--- START OF Material supplied ---

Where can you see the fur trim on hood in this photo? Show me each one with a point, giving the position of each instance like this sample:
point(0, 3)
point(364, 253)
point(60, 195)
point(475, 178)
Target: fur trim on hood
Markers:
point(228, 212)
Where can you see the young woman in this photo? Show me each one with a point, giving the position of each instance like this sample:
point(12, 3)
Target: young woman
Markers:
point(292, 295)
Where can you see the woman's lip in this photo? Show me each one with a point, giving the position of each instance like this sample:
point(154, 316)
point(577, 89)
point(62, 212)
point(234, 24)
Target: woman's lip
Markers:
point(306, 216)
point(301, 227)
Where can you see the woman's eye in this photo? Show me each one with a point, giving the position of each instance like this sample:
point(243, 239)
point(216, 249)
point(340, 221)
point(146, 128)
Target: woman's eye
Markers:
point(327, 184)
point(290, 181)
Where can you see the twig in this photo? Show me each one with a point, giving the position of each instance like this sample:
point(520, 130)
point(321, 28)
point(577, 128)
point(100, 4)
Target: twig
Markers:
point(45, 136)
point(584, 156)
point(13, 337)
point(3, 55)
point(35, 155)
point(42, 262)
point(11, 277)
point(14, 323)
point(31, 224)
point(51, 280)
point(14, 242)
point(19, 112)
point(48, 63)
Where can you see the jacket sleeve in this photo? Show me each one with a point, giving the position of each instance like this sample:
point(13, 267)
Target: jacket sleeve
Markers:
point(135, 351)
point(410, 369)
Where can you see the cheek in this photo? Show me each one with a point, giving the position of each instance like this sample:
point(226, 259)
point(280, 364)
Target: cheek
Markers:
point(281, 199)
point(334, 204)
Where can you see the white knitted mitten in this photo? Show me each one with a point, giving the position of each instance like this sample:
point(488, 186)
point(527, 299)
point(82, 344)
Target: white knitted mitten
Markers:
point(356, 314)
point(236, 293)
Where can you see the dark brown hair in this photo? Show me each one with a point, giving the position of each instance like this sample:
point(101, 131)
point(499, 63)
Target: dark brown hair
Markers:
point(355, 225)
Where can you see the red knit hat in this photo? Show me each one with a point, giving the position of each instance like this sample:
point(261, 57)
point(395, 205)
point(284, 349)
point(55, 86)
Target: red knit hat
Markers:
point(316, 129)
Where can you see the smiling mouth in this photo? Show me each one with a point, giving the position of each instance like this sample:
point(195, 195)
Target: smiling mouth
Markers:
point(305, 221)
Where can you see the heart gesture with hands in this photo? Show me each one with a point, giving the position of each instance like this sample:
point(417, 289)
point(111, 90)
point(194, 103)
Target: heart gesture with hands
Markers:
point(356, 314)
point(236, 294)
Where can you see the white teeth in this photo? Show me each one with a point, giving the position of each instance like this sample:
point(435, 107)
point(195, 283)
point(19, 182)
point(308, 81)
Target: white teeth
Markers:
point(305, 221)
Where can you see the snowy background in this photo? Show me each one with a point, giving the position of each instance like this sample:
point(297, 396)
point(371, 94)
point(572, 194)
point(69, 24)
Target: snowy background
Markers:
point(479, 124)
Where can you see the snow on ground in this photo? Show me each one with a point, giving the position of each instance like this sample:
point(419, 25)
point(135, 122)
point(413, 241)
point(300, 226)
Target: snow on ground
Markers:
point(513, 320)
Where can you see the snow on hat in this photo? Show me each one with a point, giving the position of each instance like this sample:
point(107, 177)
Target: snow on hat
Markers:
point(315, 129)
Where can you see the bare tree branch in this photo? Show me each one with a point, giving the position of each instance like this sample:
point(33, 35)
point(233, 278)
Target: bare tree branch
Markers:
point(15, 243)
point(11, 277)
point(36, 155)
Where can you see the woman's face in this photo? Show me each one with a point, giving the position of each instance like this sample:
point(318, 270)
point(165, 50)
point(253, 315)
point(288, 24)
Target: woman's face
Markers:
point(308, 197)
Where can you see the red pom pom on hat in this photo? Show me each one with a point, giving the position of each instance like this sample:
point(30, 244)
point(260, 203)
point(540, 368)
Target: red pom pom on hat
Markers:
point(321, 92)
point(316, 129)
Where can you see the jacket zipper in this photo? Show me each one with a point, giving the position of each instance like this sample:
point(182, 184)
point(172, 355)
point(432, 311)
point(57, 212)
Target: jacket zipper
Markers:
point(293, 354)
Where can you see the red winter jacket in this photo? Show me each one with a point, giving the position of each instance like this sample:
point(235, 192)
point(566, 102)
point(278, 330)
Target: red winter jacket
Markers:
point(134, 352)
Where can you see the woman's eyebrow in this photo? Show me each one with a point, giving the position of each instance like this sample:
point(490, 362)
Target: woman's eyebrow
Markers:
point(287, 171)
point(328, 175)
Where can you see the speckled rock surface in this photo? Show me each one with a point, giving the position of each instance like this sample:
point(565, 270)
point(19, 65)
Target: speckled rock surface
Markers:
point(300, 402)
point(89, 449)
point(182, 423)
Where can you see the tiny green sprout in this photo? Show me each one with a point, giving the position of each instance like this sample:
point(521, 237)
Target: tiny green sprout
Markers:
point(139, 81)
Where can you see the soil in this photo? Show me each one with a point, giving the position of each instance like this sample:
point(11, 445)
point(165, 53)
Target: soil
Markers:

--- END OF Material supplied ---

Written instruction.
Would you reproduce all the entries exactly?

Completed exercise.
Where can you see the fur trim on hood in this photo? Show me each one with a point, giving the position of each instance like this sample:
point(0, 3)
point(364, 253)
point(60, 195)
point(475, 178)
Target: fur trim on hood
Markers:
point(228, 212)
Where can you see the young woman in this photo? Show me each one with a point, giving the position of each instance like this sample:
point(12, 3)
Target: young woman
Markers:
point(292, 295)
Where can you see the woman's lip in this photo? Show me each one with a point, giving the position of each instance like this sample:
point(154, 316)
point(577, 89)
point(62, 212)
point(234, 24)
Target: woman's lip
Markers:
point(306, 216)
point(301, 227)
Where can you see the woman's eye in this photo? Show me each one with a point, giving the position of each instance like this sample:
point(243, 239)
point(216, 249)
point(340, 221)
point(146, 128)
Target: woman's eye
Markers:
point(327, 184)
point(290, 181)
Where can you see the twig in this photo? Show me each one with a point, giving the position of each instance like this sample:
point(520, 130)
point(321, 28)
point(577, 128)
point(100, 4)
Target: twig
Markers:
point(45, 136)
point(584, 156)
point(13, 337)
point(3, 55)
point(35, 155)
point(42, 262)
point(11, 277)
point(14, 323)
point(31, 224)
point(51, 280)
point(14, 242)
point(19, 112)
point(48, 63)
Where can you see the jacket sleeve in this photo? Show me each one with a point, giving the position of each instance like this sample:
point(13, 267)
Target: jacket sleeve
Markers:
point(135, 351)
point(410, 369)
Where can you see the cheek in this photo? Show me each one with a point, giving the position of each instance like this sample:
point(226, 259)
point(280, 364)
Target: cheek
Markers:
point(281, 199)
point(334, 204)
Where can you see the white knitted mitten in this photo? Show me each one with a point, giving the position of each instance like this sample:
point(488, 186)
point(527, 299)
point(82, 344)
Target: white knitted mitten
Markers:
point(356, 314)
point(236, 293)
Where can you see the dark brown hair in this photo? Show me each one with a point, giving the position of each instance like this sample:
point(101, 131)
point(499, 63)
Target: dark brown hair
Markers:
point(355, 225)
Where can you see the red knit hat in this photo? Show me each one with a point, giving the position of each instance like this sample:
point(261, 57)
point(395, 205)
point(284, 349)
point(55, 86)
Target: red knit hat
Markers:
point(316, 129)
Where can you see the smiling mouth in this photo? Show me each one with a point, giving the position of each instance like this sample:
point(195, 195)
Target: smiling mouth
Markers:
point(305, 221)
Where can you see the heart gesture with hands in this photo? Show me each one with a point, giving the position of each instance like this sample:
point(417, 289)
point(111, 90)
point(194, 103)
Target: heart gesture with hands
Markers:
point(356, 314)
point(236, 294)
Where can you see the white teeth in this photo? Show me each one with a point, giving the position of each instance like this sample:
point(435, 107)
point(195, 283)
point(19, 182)
point(308, 81)
Target: white teeth
Markers:
point(305, 221)
Where can you see the snowy background in this photo? Show me each one with a point, giving the position of each instance like this sample:
point(297, 396)
point(371, 94)
point(572, 194)
point(69, 24)
Target: snowy background
Markers:
point(479, 124)
Where can you see the snow on ground in this photo? Show me each one with a point, giving the position of each instance like this sample:
point(419, 25)
point(135, 122)
point(413, 241)
point(300, 226)
Target: snow on ground
Markers:
point(513, 320)
Where can you see the snow on hat in this photo? Show me each one with a point, giving the position of each instance like this sample:
point(107, 177)
Target: snow on hat
Markers:
point(315, 129)
Where can you see the bare tree branch in this photo? Show me each one with a point, giving the position of each instance like this sample:
point(33, 35)
point(233, 278)
Target: bare tree branch
Markers:
point(15, 243)
point(11, 277)
point(36, 155)
Where can you see the woman's face in this photo? Show me each one with a point, giving the position of each instance like this sample:
point(318, 270)
point(165, 50)
point(253, 315)
point(288, 24)
Target: woman's face
Markers:
point(308, 197)
Where can you see the red pom pom on hat in this photo? Show me each one with a point, giving the position of each instance like this sample:
point(30, 244)
point(260, 203)
point(540, 368)
Target: red pom pom on hat
Markers:
point(321, 92)
point(316, 129)
Where can you see the jacket zipper in this photo? Show me each one with a point, giving the position of each instance like this sample:
point(182, 184)
point(172, 355)
point(432, 311)
point(57, 212)
Target: jacket zipper
Markers:
point(293, 354)
Where can you see the red winter jacket in this photo? Show me each one with a point, giving the position of each instance like this sample:
point(235, 192)
point(566, 102)
point(278, 330)
Target: red winter jacket
Markers:
point(134, 352)
Where can you see the woman's eyebrow in this photo? Show me each one with a point, giving the position of each instance like this sample:
point(490, 362)
Target: woman's eyebrow
Markers:
point(287, 171)
point(328, 175)
Where can you see the speckled rock surface in this photo? Show me each one with a point, giving the position of each instance like this sample:
point(565, 270)
point(19, 65)
Target: speckled rock surface
Markers:
point(300, 402)
point(89, 449)
point(182, 423)
Where can you see the tiny green sprout in this photo? Show me each one with a point, giving the position of each instance like this sample:
point(521, 237)
Target: tiny green sprout
Markers:
point(139, 81)
Where can you see the soil in this photo? Show me each one with a point, giving the position of each instance like this sample:
point(11, 445)
point(165, 53)
Target: soil
Markers:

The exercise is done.